Pointing records:
________

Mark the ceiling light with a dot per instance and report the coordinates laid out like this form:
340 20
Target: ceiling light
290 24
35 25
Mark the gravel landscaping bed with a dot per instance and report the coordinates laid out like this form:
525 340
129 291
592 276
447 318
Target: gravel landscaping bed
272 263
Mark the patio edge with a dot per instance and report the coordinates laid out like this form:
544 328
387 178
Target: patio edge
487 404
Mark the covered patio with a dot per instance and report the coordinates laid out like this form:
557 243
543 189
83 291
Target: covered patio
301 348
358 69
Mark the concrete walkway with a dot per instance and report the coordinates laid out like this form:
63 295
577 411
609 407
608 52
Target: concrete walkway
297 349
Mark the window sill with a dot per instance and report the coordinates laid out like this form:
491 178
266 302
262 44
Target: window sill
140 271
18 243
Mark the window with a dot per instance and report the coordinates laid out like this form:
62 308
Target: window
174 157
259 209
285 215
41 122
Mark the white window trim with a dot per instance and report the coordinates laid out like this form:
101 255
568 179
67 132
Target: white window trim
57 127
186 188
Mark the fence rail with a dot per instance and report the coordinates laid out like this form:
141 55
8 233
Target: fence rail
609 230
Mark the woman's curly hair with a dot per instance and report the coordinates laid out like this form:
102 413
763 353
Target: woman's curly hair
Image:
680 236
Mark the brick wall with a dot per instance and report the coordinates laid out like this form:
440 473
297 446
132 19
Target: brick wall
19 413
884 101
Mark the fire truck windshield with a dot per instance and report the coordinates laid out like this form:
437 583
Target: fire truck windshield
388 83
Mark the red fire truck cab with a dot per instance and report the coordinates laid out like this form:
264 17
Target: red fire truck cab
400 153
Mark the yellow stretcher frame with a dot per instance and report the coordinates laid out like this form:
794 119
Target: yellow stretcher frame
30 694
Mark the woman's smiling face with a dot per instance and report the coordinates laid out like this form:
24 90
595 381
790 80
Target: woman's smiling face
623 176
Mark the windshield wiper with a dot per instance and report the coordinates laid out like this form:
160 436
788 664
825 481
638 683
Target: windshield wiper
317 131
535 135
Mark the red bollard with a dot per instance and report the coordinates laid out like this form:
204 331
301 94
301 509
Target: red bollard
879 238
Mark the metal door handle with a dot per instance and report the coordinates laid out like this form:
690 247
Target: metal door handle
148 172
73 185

________

* **WHAT TO PRODUCE**:
Using the entries above, please restate each one word for word.

* **EXERCISE SOLUTION**:
Mark the ceiling light with a dot per instance and report the coordinates laid out like this form:
340 20
Target: ceiling light
290 24
35 25
Mark the gravel landscaping bed with a dot per instance and report the coordinates laid out like this form:
525 340
129 291
592 276
447 318
Target: gravel landscaping bed
272 263
Mark the patio edge with a dot per instance and report the coordinates laid out like this form:
544 328
387 178
Target: patio edge
487 404
Mark the covered patio with a dot per instance and report the coordinates laid out like this form:
557 243
543 189
83 291
Target: covered patio
301 348
358 69
Mark the concrete walkway with a dot per instance and report the coordinates laid out like this form:
63 295
577 411
609 407
608 52
Target: concrete walkway
297 349
Mark the window sill with a dot per instance and report the coordinates laid out like this form:
491 178
266 302
262 44
Target: window sill
140 271
18 243
Mark the window with a dot per instance and report the coordinates laid out like this form:
62 308
Target: window
174 157
259 209
285 215
41 122
Mark the white window trim with a dot per instance and report the coordinates laid out like this form:
101 255
568 179
67 132
Target: white window trim
57 127
186 188
Mark the fence rail with a dot per instance and report the coordinates laid out like this form:
141 55
8 233
Target: fence rail
609 230
Mark the woman's curly hair with a dot per instance and report the coordinates laid out like this form:
102 413
763 353
Target: woman's curly hair
Image:
680 236
Mark the brick wall with a dot per instance and report the coordinates laid out like this form:
440 473
297 446
132 19
Target: brick wall
19 413
884 101
Mark the fire truck windshield with a dot per instance and report the coordinates laid out like this form:
437 583
Target: fire truck windshield
388 83
Mark the red fire truck cab with a dot per instance and report the coordinates laid out like this form:
264 17
Target: red fire truck cab
400 153
Mark the yellow stretcher frame with a dot per instance and report the coordinates laid out like this form:
794 119
Target: yellow stretcher frame
30 694
Mark the woman's smiling face with a dot per instance and report the coordinates laid out like this form:
24 90
595 381
790 80
Target: woman's smiling face
623 176
Mark the windshield wiper with a dot per instance and report the coordinates laid out like this form:
160 436
788 664
825 481
638 683
Target: windshield wiper
317 131
535 135
Mark the red bollard with a dot per instance and report the coordinates laid out like this form:
204 331
301 94
301 509
Target: red bollard
879 238
Mark the metal door handle with a dot per instance and report the coordinates laid out like this form:
690 247
Target: metal door handle
148 172
73 185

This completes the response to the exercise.